→ Problem details:
Your copy of the entries must be exact, and it must not include the pictures.

→ Task input:
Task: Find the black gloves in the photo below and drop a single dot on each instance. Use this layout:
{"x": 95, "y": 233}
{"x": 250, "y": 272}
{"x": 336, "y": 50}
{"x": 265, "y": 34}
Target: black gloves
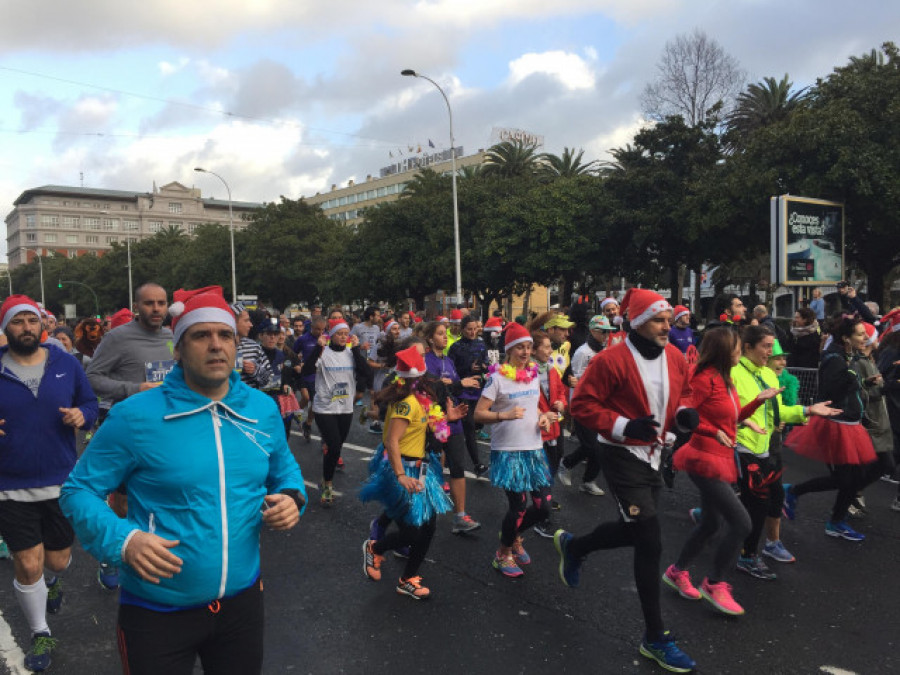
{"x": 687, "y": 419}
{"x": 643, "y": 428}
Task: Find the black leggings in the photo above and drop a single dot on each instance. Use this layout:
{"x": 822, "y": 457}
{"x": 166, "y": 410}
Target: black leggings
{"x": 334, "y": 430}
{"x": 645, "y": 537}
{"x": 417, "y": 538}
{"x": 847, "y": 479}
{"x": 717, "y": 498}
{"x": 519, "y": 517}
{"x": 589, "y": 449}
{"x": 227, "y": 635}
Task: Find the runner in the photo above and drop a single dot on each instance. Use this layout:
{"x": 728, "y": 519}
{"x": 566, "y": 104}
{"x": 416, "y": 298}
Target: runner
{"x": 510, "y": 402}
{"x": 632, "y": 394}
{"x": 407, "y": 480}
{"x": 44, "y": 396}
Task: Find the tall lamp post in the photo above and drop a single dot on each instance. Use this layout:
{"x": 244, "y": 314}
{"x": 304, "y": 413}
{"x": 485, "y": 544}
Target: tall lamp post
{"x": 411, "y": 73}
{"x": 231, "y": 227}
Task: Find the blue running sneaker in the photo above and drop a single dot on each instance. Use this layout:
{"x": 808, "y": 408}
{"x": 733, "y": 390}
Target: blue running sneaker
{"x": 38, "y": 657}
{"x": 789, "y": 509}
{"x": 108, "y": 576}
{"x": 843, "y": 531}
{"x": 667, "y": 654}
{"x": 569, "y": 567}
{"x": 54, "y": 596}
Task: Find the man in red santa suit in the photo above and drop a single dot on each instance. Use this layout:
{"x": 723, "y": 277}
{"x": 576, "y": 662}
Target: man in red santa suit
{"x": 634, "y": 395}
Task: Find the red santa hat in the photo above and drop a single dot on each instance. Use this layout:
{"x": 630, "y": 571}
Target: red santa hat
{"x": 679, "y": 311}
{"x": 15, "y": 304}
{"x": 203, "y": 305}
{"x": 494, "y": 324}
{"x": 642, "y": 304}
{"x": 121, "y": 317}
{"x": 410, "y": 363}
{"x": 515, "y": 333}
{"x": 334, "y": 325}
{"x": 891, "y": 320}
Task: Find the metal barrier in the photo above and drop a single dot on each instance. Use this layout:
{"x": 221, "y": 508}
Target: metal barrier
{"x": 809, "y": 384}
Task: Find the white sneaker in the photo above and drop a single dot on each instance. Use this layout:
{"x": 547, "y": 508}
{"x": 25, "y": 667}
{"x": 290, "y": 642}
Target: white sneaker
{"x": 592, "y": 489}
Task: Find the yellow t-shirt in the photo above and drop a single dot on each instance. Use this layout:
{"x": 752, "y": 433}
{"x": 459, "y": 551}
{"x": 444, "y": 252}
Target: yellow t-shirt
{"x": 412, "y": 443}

→ Task result:
Task: Find the black gloves in the photo below and drop a single dot on each instance. Use this layout:
{"x": 95, "y": 233}
{"x": 250, "y": 272}
{"x": 336, "y": 50}
{"x": 265, "y": 34}
Target: black gloves
{"x": 687, "y": 419}
{"x": 643, "y": 428}
Task: Find the black leggings in the photo above and drop a single dot on each instance. Use this layout:
{"x": 822, "y": 457}
{"x": 166, "y": 410}
Target: black leggings
{"x": 334, "y": 430}
{"x": 645, "y": 537}
{"x": 417, "y": 538}
{"x": 847, "y": 479}
{"x": 717, "y": 498}
{"x": 519, "y": 517}
{"x": 589, "y": 449}
{"x": 227, "y": 635}
Task: Find the runner in the photo above and drop a single dot on each instance. Use this layout:
{"x": 728, "y": 519}
{"x": 566, "y": 104}
{"x": 416, "y": 298}
Target: runner
{"x": 510, "y": 402}
{"x": 632, "y": 394}
{"x": 407, "y": 480}
{"x": 44, "y": 396}
Task: Find the tall lamp post in the photo above and drop a single dot on each instance. Use this layout:
{"x": 244, "y": 314}
{"x": 304, "y": 413}
{"x": 485, "y": 544}
Target: tall lamp post
{"x": 411, "y": 73}
{"x": 231, "y": 227}
Task: Find the blue running sneaker in the photo above and drop a single dot on each instance. Use this layout:
{"x": 808, "y": 408}
{"x": 733, "y": 390}
Target: blue running sneaker
{"x": 38, "y": 657}
{"x": 789, "y": 509}
{"x": 108, "y": 576}
{"x": 843, "y": 531}
{"x": 667, "y": 654}
{"x": 569, "y": 567}
{"x": 54, "y": 596}
Task: Find the man in red santa suit in the photo above and drop a single dot on each instance. Use this layout:
{"x": 723, "y": 277}
{"x": 576, "y": 662}
Target: man in red santa suit
{"x": 634, "y": 395}
Task: Find the red santa hat in the photo above and drop a single dot on each instance. Use this layout:
{"x": 630, "y": 571}
Target: red santa hat
{"x": 679, "y": 311}
{"x": 15, "y": 304}
{"x": 203, "y": 305}
{"x": 494, "y": 324}
{"x": 642, "y": 304}
{"x": 121, "y": 317}
{"x": 410, "y": 363}
{"x": 515, "y": 333}
{"x": 334, "y": 325}
{"x": 891, "y": 320}
Task: Find the metal barrier in the photo above and drop a single dot on each instance. Use this layout:
{"x": 221, "y": 508}
Target: metal barrier
{"x": 809, "y": 384}
Task: Find the white sneaker in the photo above and drop a single dot on each instance. Use this layout:
{"x": 547, "y": 508}
{"x": 25, "y": 667}
{"x": 290, "y": 642}
Target: white sneaker
{"x": 592, "y": 489}
Task: Find the yellow t-shirt in the photo above and drop a single dot on each instance. Use this layout:
{"x": 752, "y": 433}
{"x": 459, "y": 551}
{"x": 444, "y": 252}
Target: yellow t-shirt
{"x": 412, "y": 443}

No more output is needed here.